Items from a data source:
◇ ◇ ◇ ◇ ◇
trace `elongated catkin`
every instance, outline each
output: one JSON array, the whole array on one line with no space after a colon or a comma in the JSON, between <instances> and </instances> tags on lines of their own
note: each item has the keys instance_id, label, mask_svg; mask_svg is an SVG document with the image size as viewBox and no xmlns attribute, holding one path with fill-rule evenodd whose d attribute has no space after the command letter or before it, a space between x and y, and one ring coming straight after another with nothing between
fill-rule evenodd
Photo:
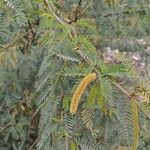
◇ ◇ ◇ ◇ ◇
Reproduce every one of the rows above verbatim, omitting the picture from your answer.

trace `elongated catkin`
every instance, outline each
output: one JSON array, the whole array on one line with no space after a colon or a comma in the JSON, between <instances> and </instances> tags on lines of their own
note: each item has the keys instance_id, label, mask_svg; mask_svg is an SVG document with the image size as viewBox and no xmlns attribute, holding one path with fill-rule evenodd whose d attribute has no space after the command letter or before it, a space between x and y, and one ring coming straight after another with nothing between
fill-rule evenodd
Photo:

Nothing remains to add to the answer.